(DATA EXTRACTS)

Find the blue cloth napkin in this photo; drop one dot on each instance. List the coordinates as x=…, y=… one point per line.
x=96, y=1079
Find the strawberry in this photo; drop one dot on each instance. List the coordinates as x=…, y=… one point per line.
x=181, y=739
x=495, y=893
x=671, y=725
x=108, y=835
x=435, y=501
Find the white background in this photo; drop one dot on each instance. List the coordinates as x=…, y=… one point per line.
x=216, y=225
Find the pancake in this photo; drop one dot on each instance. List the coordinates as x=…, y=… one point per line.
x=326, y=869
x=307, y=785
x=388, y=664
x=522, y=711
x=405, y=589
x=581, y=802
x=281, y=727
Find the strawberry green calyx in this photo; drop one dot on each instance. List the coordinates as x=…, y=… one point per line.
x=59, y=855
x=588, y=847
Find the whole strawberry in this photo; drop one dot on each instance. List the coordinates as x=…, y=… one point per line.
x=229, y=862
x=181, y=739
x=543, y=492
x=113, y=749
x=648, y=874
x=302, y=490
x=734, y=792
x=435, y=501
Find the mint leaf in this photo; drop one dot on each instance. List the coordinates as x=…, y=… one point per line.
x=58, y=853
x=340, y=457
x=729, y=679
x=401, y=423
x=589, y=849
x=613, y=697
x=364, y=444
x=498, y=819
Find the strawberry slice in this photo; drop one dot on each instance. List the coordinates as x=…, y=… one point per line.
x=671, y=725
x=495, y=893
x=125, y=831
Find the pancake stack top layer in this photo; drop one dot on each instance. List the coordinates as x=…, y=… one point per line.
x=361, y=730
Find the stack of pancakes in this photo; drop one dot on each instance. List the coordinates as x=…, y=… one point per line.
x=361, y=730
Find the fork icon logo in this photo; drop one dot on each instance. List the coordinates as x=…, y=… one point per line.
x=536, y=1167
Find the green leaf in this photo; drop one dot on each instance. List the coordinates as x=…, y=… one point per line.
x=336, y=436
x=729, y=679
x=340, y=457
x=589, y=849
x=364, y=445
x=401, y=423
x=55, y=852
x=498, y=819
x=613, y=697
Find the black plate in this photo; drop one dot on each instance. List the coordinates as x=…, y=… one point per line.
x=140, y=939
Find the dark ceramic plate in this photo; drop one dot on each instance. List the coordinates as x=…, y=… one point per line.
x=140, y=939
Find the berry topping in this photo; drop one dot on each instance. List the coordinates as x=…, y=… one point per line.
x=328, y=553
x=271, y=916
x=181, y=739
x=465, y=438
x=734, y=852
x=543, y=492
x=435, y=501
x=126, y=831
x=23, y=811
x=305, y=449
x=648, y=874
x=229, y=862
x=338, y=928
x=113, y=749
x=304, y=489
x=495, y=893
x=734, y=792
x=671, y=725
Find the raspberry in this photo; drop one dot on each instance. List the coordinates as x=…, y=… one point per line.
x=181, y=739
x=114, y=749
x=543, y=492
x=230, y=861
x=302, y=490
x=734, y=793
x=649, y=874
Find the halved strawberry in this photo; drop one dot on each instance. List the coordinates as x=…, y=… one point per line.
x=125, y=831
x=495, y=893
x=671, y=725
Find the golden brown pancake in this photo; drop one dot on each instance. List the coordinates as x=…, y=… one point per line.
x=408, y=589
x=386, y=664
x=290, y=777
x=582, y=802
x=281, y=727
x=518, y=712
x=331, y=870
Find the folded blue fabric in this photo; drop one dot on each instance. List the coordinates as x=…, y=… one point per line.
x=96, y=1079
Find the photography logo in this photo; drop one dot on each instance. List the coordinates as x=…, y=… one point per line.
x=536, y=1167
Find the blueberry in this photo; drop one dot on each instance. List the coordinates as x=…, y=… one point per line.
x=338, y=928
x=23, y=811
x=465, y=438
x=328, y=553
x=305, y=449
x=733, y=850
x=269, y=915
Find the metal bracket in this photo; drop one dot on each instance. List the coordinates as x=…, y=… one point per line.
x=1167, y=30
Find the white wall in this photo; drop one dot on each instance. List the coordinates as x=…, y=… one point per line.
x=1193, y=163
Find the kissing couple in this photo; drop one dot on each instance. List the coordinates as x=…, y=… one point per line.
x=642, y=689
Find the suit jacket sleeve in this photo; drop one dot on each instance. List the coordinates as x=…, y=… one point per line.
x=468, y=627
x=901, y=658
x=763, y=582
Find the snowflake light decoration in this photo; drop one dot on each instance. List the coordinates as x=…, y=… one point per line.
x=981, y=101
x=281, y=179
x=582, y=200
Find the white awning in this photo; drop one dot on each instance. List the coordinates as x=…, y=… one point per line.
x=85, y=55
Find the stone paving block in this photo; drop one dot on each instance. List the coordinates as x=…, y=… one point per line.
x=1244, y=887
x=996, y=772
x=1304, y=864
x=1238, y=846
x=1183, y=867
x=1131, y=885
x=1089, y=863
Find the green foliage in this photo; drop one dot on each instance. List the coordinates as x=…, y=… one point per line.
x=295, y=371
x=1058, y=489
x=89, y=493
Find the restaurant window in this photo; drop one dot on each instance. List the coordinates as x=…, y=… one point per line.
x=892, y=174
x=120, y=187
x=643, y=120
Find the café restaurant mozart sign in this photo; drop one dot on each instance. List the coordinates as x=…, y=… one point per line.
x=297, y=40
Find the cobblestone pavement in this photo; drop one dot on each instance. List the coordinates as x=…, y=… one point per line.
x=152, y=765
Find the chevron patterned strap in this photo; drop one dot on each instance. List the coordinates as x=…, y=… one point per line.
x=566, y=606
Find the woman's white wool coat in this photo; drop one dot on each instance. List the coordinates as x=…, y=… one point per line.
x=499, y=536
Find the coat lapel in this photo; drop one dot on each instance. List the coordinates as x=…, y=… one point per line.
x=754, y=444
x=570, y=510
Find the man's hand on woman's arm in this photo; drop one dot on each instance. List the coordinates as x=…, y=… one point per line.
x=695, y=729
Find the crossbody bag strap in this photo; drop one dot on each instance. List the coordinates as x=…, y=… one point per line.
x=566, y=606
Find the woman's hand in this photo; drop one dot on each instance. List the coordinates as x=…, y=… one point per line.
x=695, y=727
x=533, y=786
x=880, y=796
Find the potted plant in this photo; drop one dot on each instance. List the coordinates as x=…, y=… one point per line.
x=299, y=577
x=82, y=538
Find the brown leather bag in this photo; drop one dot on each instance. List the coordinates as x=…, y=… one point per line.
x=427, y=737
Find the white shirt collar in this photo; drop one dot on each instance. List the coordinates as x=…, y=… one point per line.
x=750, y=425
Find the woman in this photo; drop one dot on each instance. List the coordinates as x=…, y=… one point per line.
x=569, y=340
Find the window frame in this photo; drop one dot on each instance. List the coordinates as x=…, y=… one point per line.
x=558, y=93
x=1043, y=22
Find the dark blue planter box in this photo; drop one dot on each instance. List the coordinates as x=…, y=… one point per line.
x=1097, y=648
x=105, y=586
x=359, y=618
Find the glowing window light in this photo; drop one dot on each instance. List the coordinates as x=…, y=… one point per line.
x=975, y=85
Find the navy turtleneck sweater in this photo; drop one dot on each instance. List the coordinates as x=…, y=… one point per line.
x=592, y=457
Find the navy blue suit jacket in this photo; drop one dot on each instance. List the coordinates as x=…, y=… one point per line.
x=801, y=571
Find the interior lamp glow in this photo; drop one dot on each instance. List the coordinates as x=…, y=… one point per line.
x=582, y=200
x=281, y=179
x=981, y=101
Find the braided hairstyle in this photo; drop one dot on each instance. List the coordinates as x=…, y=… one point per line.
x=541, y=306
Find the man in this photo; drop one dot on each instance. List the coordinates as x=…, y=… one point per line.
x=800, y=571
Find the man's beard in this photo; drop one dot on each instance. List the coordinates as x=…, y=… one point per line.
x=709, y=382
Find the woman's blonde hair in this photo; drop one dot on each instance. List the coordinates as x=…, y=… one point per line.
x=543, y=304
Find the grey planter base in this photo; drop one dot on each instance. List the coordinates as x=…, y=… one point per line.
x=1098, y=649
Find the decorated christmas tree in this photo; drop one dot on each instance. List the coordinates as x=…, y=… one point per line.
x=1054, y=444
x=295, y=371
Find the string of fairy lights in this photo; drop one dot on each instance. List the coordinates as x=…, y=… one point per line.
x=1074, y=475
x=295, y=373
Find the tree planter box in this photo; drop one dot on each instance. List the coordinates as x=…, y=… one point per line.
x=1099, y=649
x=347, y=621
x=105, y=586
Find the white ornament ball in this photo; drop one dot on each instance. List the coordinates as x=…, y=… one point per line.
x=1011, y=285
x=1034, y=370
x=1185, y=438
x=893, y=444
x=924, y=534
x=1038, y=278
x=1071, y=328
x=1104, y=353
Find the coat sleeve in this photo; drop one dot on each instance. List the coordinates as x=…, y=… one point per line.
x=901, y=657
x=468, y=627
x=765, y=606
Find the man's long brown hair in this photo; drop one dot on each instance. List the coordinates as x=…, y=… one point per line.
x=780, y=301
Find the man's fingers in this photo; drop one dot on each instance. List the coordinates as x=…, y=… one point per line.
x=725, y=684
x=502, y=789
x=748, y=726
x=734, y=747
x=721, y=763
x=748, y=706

(End DATA EXTRACTS)

_EXERCISE DIRECTIONS_: Repeat the line that contains "Find the coat sleeve", then every line after it until the records end, with nothing added.

_TASK OUTPUT_:
Find the coat sleeve in this photo; drop one dot on each instance. List the coordinates as x=…, y=… one point per line.
x=901, y=657
x=468, y=627
x=765, y=606
Find the man's long brown hair in this photo; drop one dot on each instance. List the coordinates as x=…, y=… one point per line.
x=780, y=301
Find the man's fingers in this photo; drop one dot on each instance. List the coordinates as x=…, y=… one point per line.
x=725, y=684
x=502, y=789
x=748, y=726
x=734, y=747
x=721, y=763
x=748, y=706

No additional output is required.